Scan the entries below, and for each line that includes the word "hand", make a copy.
------------------------
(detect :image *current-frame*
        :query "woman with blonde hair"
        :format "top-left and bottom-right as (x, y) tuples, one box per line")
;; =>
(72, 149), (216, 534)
------------------------
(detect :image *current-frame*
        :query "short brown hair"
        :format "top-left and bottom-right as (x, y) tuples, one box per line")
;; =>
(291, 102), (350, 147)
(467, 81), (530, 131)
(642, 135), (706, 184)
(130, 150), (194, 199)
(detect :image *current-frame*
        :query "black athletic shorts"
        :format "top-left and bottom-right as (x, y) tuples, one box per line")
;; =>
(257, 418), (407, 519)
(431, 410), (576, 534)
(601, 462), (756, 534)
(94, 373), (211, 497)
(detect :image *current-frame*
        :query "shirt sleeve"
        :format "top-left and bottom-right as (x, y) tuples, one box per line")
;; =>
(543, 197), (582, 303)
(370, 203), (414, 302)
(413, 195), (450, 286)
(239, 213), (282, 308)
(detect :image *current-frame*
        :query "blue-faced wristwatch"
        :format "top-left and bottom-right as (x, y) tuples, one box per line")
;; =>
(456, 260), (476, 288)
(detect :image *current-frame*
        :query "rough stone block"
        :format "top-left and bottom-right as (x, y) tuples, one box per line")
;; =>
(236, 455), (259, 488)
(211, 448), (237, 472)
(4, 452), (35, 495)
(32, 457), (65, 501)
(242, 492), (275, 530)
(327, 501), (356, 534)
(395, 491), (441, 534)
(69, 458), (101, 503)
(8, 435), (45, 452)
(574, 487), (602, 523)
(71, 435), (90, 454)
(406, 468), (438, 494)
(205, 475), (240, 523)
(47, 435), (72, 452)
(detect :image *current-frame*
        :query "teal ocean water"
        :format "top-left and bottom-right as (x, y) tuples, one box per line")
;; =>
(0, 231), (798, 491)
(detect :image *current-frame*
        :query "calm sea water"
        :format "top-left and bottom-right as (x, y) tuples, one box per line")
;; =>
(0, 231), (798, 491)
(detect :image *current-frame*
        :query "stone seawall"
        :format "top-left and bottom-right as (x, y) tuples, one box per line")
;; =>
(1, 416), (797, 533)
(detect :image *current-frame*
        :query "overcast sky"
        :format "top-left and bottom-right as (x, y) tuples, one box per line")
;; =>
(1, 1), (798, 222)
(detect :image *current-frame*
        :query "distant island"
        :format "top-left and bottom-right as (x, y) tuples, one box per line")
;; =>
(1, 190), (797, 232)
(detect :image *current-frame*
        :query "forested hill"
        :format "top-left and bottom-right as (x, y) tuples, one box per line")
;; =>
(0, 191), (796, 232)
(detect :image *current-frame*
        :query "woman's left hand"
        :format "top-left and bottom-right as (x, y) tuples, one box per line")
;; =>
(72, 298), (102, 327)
------------------------
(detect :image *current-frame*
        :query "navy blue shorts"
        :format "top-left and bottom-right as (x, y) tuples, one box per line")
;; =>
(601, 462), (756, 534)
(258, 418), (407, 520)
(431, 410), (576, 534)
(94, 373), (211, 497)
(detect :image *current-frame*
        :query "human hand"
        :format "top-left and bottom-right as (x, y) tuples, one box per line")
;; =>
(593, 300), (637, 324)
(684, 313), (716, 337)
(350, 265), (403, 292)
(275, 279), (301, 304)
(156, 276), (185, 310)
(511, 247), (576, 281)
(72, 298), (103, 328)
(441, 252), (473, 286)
------------------------
Task output ▸
        :query "woman's left hand"
        :query "human hand"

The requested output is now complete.